● **Extracted data**:

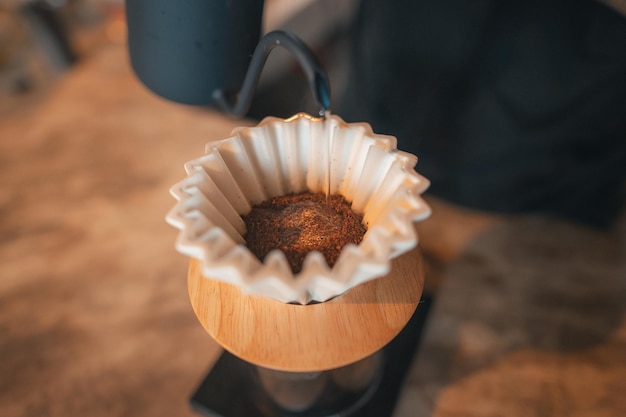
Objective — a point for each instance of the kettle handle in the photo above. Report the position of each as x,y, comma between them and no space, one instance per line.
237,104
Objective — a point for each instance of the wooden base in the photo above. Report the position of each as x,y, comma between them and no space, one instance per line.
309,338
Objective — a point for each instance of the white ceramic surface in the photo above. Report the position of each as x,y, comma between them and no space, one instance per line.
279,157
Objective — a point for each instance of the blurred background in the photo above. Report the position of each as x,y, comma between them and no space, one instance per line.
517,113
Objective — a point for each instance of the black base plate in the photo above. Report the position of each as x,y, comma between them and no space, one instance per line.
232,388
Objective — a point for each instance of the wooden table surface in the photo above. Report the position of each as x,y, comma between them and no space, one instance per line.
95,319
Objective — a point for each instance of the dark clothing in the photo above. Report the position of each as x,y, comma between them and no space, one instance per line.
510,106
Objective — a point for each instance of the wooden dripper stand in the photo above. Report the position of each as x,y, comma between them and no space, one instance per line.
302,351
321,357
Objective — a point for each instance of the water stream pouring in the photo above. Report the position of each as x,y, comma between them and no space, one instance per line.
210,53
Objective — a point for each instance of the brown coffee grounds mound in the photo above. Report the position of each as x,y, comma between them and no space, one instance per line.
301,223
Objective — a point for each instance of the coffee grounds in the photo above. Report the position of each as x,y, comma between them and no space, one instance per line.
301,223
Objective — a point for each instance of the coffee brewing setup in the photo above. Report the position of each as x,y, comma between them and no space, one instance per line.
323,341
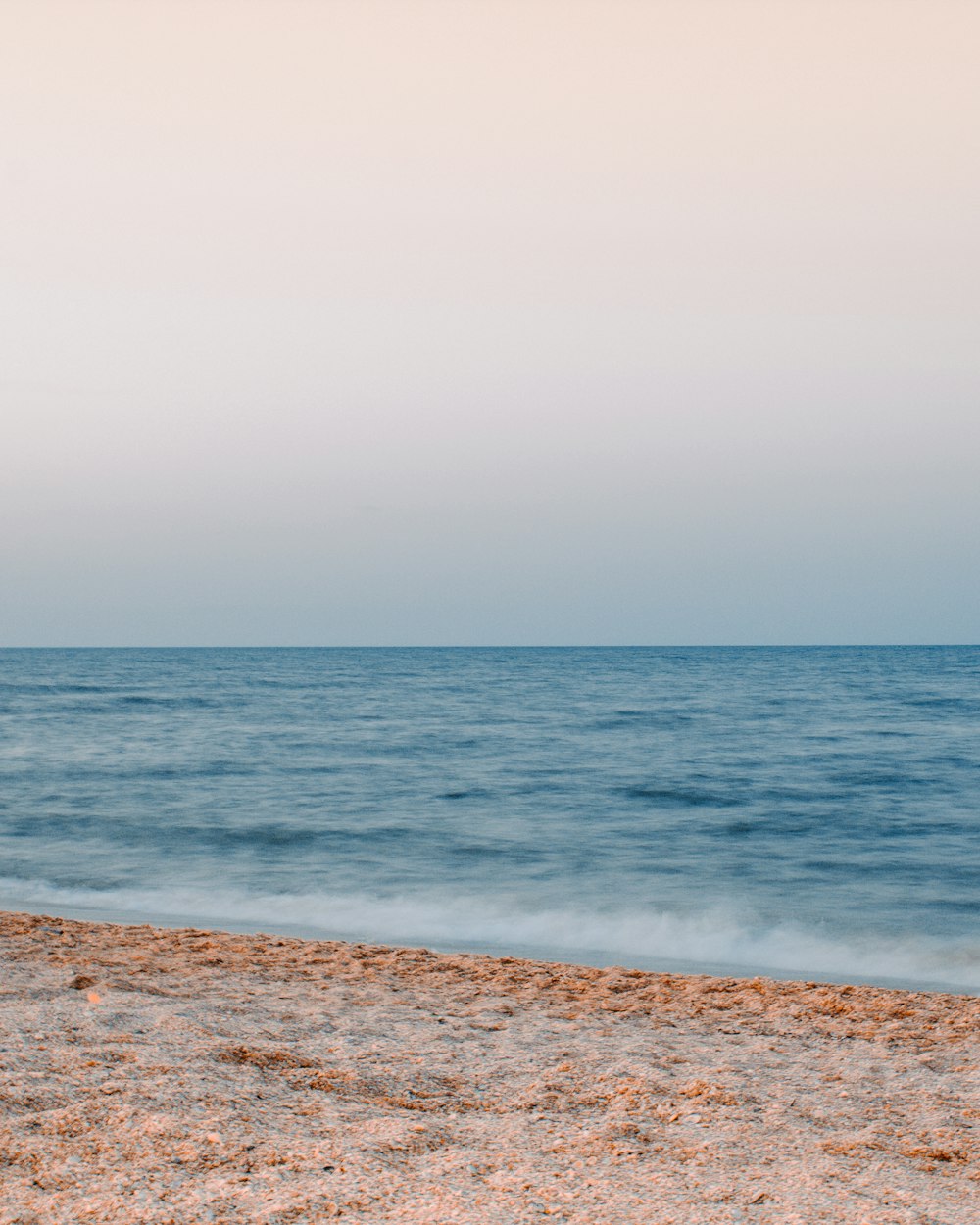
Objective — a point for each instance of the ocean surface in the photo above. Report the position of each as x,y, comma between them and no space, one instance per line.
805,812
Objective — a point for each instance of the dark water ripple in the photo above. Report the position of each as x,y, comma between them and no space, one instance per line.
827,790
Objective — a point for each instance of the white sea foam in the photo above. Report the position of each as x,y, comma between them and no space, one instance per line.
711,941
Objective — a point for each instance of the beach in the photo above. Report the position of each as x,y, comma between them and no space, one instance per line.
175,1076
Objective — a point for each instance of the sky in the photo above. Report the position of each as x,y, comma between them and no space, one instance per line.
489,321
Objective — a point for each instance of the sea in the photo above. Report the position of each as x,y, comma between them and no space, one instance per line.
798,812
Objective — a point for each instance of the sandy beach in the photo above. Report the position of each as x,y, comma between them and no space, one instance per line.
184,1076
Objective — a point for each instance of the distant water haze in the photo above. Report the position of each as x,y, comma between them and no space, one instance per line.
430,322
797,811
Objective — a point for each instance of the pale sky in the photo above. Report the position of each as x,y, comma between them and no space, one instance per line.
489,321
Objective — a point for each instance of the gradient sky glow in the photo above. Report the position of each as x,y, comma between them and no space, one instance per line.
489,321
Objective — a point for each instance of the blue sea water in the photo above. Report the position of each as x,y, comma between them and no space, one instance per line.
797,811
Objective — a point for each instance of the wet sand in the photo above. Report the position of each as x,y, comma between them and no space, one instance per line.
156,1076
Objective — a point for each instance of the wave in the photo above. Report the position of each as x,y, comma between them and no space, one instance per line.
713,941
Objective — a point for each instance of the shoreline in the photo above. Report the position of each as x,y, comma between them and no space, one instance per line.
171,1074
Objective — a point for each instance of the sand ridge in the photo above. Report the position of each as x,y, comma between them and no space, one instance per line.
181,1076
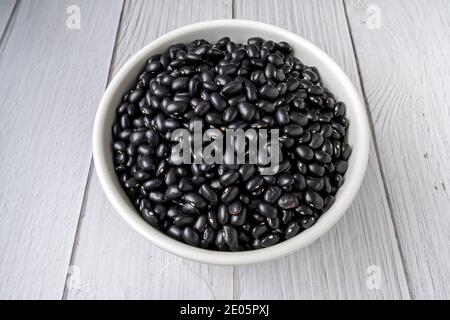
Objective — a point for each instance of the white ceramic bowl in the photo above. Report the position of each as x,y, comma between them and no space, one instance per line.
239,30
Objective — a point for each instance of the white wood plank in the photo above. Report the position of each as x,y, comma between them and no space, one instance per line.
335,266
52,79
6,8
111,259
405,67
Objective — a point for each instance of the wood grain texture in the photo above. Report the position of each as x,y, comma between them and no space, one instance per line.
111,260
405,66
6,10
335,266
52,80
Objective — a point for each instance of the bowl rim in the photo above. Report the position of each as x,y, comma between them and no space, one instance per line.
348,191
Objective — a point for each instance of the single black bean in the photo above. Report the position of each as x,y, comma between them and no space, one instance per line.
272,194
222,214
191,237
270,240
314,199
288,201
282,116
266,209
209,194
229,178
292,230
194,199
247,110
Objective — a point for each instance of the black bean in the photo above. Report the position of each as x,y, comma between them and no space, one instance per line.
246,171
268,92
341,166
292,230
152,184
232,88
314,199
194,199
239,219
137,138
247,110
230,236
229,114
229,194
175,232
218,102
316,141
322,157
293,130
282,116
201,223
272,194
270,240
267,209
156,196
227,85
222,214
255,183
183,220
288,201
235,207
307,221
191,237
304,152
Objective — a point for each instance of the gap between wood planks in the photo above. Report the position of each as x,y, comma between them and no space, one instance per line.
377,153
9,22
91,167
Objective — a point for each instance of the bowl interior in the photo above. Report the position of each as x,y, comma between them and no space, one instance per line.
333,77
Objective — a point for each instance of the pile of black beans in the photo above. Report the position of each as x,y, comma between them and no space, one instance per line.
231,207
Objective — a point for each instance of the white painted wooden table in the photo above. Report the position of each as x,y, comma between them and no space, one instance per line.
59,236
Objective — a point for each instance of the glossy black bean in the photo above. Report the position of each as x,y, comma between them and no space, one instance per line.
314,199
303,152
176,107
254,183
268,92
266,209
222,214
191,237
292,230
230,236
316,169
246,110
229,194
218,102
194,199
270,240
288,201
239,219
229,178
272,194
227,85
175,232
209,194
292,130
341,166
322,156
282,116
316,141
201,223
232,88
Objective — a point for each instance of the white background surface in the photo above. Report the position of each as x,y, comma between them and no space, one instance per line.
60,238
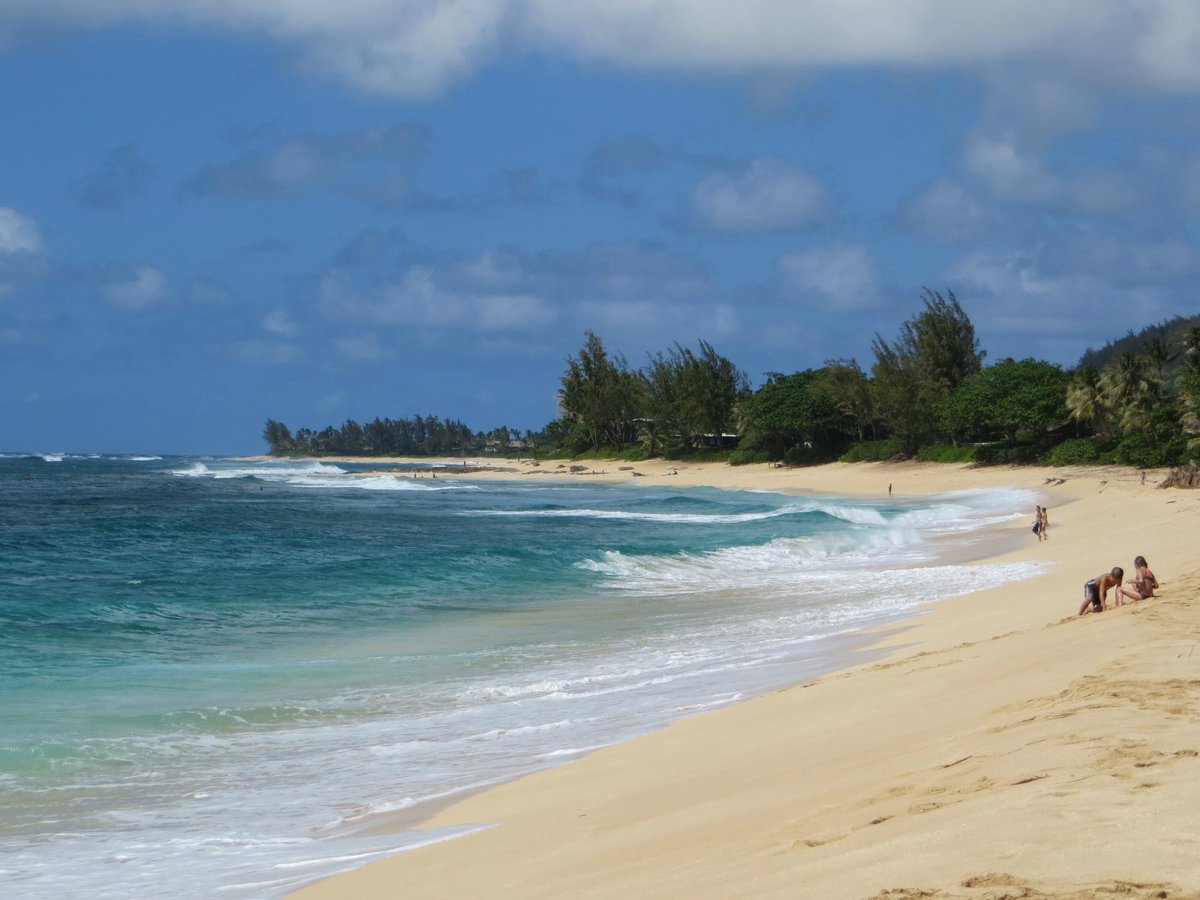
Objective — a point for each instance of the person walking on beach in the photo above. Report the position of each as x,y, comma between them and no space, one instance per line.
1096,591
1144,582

...

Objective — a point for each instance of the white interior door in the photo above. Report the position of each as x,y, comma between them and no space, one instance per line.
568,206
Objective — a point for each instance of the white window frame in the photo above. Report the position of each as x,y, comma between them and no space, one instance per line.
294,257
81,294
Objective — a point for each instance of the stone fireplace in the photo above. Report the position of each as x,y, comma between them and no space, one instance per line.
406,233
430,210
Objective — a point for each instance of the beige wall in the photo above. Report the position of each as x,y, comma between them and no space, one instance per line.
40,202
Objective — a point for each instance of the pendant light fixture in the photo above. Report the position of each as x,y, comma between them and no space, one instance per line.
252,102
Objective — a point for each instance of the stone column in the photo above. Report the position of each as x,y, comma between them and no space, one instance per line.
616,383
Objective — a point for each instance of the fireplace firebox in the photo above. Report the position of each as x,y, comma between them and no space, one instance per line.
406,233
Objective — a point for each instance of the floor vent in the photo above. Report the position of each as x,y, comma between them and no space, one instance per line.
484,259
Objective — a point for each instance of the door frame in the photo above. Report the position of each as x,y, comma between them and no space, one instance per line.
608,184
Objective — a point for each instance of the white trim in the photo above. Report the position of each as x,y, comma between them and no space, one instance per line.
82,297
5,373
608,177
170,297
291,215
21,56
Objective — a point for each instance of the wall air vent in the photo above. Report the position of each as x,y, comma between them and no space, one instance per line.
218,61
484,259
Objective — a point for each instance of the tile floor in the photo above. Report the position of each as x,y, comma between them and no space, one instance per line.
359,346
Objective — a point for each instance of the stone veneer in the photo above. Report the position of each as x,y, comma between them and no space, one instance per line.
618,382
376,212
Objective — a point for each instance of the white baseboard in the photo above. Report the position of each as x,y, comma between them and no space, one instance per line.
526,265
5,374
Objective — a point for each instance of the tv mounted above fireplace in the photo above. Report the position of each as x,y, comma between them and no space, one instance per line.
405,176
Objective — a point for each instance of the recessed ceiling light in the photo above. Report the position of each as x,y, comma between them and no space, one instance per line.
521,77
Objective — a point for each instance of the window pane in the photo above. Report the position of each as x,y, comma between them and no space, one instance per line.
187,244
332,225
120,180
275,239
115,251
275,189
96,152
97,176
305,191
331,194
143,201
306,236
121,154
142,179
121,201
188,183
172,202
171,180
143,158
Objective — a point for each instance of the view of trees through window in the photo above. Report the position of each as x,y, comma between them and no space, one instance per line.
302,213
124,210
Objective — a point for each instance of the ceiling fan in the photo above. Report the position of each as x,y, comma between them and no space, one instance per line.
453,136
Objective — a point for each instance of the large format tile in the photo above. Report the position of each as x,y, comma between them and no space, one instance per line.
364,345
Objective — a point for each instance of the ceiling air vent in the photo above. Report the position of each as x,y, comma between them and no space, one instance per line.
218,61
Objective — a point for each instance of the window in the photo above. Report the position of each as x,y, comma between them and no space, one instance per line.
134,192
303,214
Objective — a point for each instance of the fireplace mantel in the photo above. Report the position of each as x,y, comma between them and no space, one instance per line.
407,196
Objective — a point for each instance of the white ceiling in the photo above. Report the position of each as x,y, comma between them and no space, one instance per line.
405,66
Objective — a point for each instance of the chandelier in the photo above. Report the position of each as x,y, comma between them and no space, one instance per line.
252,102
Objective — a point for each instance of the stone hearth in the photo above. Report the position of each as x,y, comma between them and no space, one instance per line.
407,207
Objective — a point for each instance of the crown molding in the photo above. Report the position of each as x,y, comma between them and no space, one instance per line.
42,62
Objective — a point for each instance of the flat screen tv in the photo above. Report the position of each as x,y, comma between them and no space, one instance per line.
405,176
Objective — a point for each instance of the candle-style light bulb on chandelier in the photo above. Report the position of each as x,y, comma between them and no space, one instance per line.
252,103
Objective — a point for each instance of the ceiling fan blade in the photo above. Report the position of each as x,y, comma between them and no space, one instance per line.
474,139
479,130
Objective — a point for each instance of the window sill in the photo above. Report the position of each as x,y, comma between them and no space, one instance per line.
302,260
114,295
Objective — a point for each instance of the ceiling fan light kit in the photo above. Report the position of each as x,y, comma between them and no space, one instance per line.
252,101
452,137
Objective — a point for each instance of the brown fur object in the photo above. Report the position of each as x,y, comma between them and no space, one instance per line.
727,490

● **What you should do**:
Tally how many lines in both blocks above contain the string "door", matching case exactly, and reply with only that number.

● **Task output**:
2